*What the task requires*. In the data below, find the line containing "Expected: the pointer indicates a point on the man in orange"; reproduce that line and all subsequent lines exactly, and nothing else.

*Extracted information*.
--- begin ---
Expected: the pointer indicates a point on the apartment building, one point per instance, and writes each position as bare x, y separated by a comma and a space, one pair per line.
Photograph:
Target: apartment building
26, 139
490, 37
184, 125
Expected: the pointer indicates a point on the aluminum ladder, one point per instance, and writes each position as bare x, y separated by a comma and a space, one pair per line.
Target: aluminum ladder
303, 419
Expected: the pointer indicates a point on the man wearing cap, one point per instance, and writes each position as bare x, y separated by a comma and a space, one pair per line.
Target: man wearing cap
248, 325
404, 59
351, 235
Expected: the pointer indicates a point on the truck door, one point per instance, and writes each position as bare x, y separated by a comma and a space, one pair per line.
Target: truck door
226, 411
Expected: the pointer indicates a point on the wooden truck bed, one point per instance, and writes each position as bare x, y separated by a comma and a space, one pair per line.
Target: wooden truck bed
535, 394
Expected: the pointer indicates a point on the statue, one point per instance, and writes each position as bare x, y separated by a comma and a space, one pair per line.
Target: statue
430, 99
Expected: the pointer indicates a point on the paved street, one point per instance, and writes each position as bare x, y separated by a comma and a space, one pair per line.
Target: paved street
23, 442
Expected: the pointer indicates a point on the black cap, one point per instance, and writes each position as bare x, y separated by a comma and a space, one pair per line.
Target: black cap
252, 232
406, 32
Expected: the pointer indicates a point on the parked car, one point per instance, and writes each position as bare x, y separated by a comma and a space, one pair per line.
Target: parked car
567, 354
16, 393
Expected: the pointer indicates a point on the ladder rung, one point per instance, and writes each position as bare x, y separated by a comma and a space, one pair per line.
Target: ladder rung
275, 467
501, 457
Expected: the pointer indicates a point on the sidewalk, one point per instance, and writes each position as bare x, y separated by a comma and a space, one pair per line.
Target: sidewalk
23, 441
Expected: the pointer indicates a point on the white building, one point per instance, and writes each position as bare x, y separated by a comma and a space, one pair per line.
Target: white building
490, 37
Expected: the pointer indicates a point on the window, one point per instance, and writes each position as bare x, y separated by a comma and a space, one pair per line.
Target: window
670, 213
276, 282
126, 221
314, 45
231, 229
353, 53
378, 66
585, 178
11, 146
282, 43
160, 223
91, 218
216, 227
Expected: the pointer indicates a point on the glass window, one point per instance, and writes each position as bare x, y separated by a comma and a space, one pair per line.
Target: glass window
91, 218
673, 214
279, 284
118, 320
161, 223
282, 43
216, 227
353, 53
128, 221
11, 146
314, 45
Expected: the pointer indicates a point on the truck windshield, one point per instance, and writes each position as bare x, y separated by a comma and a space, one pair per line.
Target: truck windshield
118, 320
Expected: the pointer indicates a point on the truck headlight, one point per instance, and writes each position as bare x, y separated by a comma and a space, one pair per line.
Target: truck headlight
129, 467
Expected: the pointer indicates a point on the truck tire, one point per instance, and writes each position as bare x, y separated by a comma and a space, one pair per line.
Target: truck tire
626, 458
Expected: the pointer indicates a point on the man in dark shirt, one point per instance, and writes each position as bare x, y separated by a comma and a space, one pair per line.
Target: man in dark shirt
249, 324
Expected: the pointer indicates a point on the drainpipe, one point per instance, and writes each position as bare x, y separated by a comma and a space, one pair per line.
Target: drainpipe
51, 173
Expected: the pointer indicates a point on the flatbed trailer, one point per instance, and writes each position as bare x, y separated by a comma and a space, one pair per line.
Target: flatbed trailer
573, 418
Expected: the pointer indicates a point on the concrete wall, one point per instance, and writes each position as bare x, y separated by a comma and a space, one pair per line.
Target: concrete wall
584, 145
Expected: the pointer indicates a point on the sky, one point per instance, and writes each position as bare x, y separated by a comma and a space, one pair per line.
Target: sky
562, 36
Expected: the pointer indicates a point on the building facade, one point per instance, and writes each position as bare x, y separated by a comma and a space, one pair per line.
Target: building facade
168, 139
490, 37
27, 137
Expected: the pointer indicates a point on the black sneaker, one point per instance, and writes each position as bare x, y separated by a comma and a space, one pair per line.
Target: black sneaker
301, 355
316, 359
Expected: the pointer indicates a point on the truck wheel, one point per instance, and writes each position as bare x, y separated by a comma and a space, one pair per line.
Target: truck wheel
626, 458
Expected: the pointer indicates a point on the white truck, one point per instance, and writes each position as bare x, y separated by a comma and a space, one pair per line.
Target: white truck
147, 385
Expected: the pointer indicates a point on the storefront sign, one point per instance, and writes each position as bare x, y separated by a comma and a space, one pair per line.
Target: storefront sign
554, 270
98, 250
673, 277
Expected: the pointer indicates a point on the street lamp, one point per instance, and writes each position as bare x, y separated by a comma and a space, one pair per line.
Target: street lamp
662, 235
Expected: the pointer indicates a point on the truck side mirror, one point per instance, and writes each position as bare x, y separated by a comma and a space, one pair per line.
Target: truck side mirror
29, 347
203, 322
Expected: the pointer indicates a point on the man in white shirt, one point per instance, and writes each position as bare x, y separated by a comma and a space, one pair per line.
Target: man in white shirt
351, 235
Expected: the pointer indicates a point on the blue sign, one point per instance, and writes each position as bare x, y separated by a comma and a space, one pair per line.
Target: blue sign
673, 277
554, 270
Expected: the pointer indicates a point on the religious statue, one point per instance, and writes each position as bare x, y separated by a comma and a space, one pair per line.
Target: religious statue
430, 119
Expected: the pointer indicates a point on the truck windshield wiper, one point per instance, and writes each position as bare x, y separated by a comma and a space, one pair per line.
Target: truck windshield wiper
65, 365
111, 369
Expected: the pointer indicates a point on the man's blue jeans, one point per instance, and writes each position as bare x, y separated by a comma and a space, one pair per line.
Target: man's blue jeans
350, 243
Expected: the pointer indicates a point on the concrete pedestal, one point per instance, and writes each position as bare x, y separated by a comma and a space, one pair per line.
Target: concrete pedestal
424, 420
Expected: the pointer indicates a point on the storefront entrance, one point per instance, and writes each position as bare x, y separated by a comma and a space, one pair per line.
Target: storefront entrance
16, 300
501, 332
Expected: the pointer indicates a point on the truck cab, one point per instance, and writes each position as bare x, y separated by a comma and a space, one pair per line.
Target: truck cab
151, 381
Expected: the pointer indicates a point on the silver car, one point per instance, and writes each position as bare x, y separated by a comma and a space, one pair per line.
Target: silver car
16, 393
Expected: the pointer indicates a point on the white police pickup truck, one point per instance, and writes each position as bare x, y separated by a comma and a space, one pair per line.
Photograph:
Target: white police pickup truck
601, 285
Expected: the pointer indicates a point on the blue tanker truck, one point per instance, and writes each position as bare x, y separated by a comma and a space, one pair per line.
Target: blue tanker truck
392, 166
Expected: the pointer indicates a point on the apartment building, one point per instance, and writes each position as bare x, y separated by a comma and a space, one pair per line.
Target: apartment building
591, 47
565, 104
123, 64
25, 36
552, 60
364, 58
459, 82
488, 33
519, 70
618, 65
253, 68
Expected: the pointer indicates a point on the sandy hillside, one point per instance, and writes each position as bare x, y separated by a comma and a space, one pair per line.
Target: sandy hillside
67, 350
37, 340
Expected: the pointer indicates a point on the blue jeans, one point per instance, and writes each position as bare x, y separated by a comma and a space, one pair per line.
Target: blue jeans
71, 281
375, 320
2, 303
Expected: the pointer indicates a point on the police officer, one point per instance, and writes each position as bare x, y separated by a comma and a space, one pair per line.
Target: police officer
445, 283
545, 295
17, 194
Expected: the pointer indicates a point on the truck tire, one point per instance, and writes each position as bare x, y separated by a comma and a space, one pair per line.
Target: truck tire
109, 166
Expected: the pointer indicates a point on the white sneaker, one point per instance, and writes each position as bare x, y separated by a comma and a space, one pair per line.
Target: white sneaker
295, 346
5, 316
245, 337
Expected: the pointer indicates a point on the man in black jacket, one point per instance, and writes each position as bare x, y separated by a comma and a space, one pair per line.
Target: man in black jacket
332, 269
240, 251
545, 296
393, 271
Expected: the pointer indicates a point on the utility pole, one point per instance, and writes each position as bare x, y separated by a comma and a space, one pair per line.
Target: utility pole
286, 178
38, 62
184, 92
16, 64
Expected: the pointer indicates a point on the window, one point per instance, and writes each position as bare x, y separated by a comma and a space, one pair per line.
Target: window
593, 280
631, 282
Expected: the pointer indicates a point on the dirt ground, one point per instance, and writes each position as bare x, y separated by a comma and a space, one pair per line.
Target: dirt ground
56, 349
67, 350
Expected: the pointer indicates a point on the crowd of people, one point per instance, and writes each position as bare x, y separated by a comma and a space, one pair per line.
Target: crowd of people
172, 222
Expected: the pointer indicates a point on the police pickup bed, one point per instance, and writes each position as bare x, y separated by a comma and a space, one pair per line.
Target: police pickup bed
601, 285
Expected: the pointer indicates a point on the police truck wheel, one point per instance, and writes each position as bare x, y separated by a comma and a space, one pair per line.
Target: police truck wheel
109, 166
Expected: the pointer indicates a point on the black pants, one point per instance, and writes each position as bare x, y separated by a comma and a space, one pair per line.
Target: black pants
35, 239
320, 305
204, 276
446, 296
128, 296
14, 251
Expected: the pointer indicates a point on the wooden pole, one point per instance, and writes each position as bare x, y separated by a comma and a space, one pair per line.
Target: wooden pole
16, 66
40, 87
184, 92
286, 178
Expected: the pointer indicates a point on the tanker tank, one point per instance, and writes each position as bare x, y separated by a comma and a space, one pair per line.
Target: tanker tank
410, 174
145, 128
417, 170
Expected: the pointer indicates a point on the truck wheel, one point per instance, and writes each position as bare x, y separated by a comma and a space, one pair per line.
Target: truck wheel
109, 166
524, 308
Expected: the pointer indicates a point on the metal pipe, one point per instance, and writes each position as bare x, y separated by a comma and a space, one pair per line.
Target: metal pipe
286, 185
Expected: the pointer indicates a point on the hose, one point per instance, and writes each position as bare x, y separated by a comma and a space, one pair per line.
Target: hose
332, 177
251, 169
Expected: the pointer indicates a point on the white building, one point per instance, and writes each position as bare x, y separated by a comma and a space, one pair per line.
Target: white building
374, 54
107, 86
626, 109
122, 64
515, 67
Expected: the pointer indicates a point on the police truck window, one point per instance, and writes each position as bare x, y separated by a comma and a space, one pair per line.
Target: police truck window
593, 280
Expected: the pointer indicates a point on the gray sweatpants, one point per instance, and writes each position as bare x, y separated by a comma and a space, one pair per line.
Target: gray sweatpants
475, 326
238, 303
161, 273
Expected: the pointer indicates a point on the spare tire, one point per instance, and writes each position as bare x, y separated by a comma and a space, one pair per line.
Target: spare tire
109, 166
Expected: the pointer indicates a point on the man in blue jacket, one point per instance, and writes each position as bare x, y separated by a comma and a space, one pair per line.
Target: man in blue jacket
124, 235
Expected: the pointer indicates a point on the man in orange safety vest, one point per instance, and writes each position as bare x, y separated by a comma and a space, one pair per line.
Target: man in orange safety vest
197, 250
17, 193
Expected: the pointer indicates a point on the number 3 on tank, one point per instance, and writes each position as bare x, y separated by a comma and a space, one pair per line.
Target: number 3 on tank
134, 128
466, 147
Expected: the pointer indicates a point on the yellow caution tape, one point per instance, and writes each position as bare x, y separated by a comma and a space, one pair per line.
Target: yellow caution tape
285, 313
--- end ---
*Reply*.
Expected: the pointer indicates a point on the man in orange safety vest, one point per instance, and writes each position as bare x, y separated by a comma and a space, one pair per line.
Target: man in orange safety vest
197, 250
17, 193
Expected: the pointer indicates a point on the number 3 on tank, one point per instance, and writes each position as bare x, y separated by a comma and a space, one pair per line.
Target: number 3 on tank
134, 128
466, 147
Expected: the pointer indicates a point on the yellow caution tape, one point per instance, and writes each position as bare x, y separated by a comma and a space, one pair per line.
Target: yellow caution tape
285, 313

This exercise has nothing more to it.